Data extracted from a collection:
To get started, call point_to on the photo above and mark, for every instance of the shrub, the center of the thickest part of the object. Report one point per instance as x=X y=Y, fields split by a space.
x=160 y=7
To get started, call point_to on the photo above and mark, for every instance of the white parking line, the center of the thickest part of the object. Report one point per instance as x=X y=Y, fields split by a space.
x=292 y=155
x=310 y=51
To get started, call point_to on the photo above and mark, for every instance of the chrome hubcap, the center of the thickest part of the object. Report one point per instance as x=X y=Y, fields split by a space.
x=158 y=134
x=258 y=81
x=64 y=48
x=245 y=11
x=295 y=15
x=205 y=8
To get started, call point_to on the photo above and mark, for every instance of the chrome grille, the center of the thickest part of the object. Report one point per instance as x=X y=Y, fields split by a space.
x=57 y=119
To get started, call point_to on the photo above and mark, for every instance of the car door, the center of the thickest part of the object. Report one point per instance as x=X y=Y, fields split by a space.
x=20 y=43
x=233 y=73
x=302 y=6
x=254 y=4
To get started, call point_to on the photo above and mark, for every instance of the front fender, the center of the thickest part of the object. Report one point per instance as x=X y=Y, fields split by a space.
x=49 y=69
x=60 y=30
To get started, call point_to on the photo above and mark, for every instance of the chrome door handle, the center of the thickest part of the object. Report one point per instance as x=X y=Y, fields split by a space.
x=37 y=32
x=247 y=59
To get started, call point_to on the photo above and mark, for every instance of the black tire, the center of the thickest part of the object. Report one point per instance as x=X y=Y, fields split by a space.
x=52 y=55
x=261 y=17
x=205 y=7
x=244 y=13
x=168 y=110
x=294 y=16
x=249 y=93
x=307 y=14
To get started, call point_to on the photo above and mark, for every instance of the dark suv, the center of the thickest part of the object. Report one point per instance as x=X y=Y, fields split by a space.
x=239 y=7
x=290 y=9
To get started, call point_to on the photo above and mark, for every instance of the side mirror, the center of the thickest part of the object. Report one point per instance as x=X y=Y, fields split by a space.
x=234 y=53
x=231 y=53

WHAT IS BEING ASKED: The answer consists solely of the lines from the one containing "of the side" through the last line of the data above, reproduced exactly.

RESPONSE TO THIS EXERCISE:
To get started, call point_to on the photo above and mark, for every instance of the side mirror, the center of the thickest part of the object. Report one point per instance as x=X y=Y, fields split by a space.
x=234 y=53
x=231 y=53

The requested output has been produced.